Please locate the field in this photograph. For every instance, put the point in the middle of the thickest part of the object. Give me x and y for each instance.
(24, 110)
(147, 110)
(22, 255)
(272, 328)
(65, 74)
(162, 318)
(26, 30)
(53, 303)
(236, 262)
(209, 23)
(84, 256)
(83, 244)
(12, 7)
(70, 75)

☆ ☆ ☆ ☆ ☆ ☆ ☆

_REQUIRED WORK:_ Rewrite the listing above, replacing "thickest" with "widest" and leaving every other line and character unchanged.

_FINISHED TASK:_
Please locate the field in this photograph. For every instance, put the point in the middle of the widest part of the object. Give me x and y for each instance.
(24, 110)
(147, 110)
(22, 255)
(272, 328)
(65, 74)
(162, 318)
(26, 30)
(53, 303)
(236, 262)
(209, 23)
(84, 256)
(83, 244)
(12, 7)
(70, 75)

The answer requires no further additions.